__SOURCE DOCUMENT__.
Especially seeing as there is no such thing a leak that isn't unauthorized. It seems another step in hiding information from the public because would-be leakers now need to worry that the reporter they give information to would be forced to reveal their source.

2 comments

Playing devils-advocate here, but this isn't really new -- the fourth estate flourished because of journalists who vowed to go to prison rather than reveal sources, and it became a game of chicken that Journalists won in that era. Now it's the Government that has decided not to blink and the weakened resolve of news organizations has made it easy for them to trample over hard-won gains of decades past.

There, to my knowledge, have never been codified protections for journalists -- just standards.

"There, to my knowledge, have never been codified protections for journalists -- just standards."

__PROVIDED MATERIAL__.
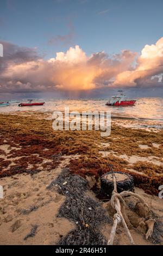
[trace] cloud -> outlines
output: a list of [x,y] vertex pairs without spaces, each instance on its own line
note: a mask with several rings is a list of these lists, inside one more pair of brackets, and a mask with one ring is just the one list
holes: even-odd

__STATED TASK__. Write the next part of the online discussion about leaks and reporters protecting their sources, starting after its final quoted line. The data comes from a separate source.

__EXERCISE ANSWER__.
I didn't believe this so I decided to take to Google...turns out there doesn't appear to be any formal laws. There is section 8 of the Inter-American Commission on Human Rights (http://www.iachr.org/declaration.htm) but that means nothing.

Many leaks are authorized. The White House leaks all the time.
If it is authorized its not a leak. That is not to say the White House doesn't position releases of information as leaks to journalists, but even so, those releases are not actually leaks despite what they would have you believe.
How can a consumer of news media tell the difference? Should we just assume they're all authorized unless someone is holed up in the Moscow airport?